**Actions to take**
• A. From the Simon Roy interview below, name every comic by Simon Roy that the text mentions.
• B. According to the Simon Roy interview below, on what date does Griz Grobus hit stores?
• C. Please carry on the Simon Roy interview below from the point where it stops.

We chat with the cartoonist about his latest trip to Altamira, the sci-fi terraformed world of Griz Grobus.
Welcome to our Creator Corner, our reoccurring interview series, where we chat with the coolest and most thought-provoking creators in the industry. In this entry, we're conversing with Simon Roy about Refugium.
Some worlds are impossible to tear away from once created. Cartoonist Simon Roy can't escape Altamira. He previously explored this deadly strange planet in Habitat and Griz Grobus (both soon available from Image Comics as Griz Grobus hits stores June 5th). Now, he's back, expanding the terraformed world with Refugium, his obsession forcing him to drill deeper into its environment. He's even recruited a bevy of other artists to help illustrate the guidebook within, a thick tome explaining the creatures that once inhabited Altamira and may again soon.
Refugium follows the Scribe, desperate to live an adventurous life. She puts in with a group of loggers living on the fringes. Men are being eaten by a monster, and the Scribe has attached herself to the Trapper, a hearty gentleman who has seen it all and killed it all. Together, they'll uncover a horrific reality and an even more grim possible future.
We chat with Simon Roy about the gnarly world he's crafted and why he can't put it down. We discuss the Soviet comedies that inspire his stories and the personal origins of his environmental message. We also talk about all the rad critters populating these pages. No one designs a universe quite like Simon Roy.
As of this writing, Refugium has one week left on its Kickstarter campaign. The book is already completed (we've read it); it just needs your help to make it a physical reality. CLICK HERE to explore Refugium and get your copy.
Simon Roy, His Favorite Soviet Comedites, and Refugium
Brad: With Griz Grobus and Refugium, you have created this massive universe and it feels like it's still expanding. Why tinker around in this particular world? Why create this world and not spin it off into a bunch of different worlds?
Simon Roy: I think just because I keep having ideas for this one. Previously, I've spun off into other stuff as I've thought of it. But especially after working on Griz Grobus, the setting of this kind of post-collapse of a galactic empire, corners of a sleepy universe sort of setting, there just kept on being little things that I'd be thinking about that would work and play out into new story ideas.
Brad: What's the itch that this world scratches for you?
Simon Roy: It hits a lot of stuff simultaneously. I hit on little historical tidbits that I'm thinking about. Aesthetically, there's a lot of room for me. I can go crazy and I can also go more restrained. I don't know, post-Soviet vibes. Or actually not quite post-Soviet, but I'm a big fan of Soviet movies from the '60s and '70s and some from the '80s. And some of the tonal stuff from those movies really speaks to me. And the visual and aesthetic vibes there. So it's a space where I can kind of poke around into that stuff and then occasionally go crazy and draw a giant alien as well.
Brad: I've read interviews with you where you've talked about your influences regarding the Soviet comedies as well as Tintin and Asterix. I can kind of see the Tintin and Asterix, but I'm pretty ignorant when it comes to Soviet comedies. Can you enlighten me? What is it about Soviet comedies that then leaks into something Refugium?

**Stored data**
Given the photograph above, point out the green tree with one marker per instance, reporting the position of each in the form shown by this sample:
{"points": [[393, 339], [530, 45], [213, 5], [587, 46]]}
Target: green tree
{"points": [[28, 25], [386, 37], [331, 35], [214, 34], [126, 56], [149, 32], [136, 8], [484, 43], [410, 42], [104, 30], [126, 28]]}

**Responses to the exercise**
• A. Habitat, Griz Grobus, Refugium

• B. June 5th

• C.
Simon Roy: I don't know. They can be both naturalistic and silly when they're good. They can also be as trashy as any other bad comedy when you come across them. But lots of them have a particular almost sweetness to them, which is kind of nice in comedies because they're comedies for the working class, for the people. There's one I like a lot called Devchata or The Girls, which is basically a romantic comedy, but instead of being set in New York or something, or a classic western setting for this sort of thing, it all takes place in a logging camp in Siberia.
It's just about young people trying to find love. So, like Matthew McConaughey or Kate Hudson. Like classic kind of tropes get snuck in there or emerge, but it all takes place in a very different setting. So a logging camp or a mountain republic in the Caucasus Mountains or that kind of thing. They often have some good slapstick. I like trying to get a little hint into that in there too.
Brad: There's definitely some slapstick in Refugium and there's sweetness. There's surprising sweetness, especially revolving a character named Betty that I won't spoil.
Simon Roy: Poor Betty. Poor Betty.
Simon Roy Explains His Refugium Design Sense
Brad: Oof, yeah, poor Betty. When reading Refugium with these characters that are at this logging camp, being beset on all sides by this dangerous native creature, you have the sense of family, but you get the sense of bumblingness, too. This is a disaster of their own making or of the culture's own making. I'm guessing you can find a lot of that in the Soviet comedies.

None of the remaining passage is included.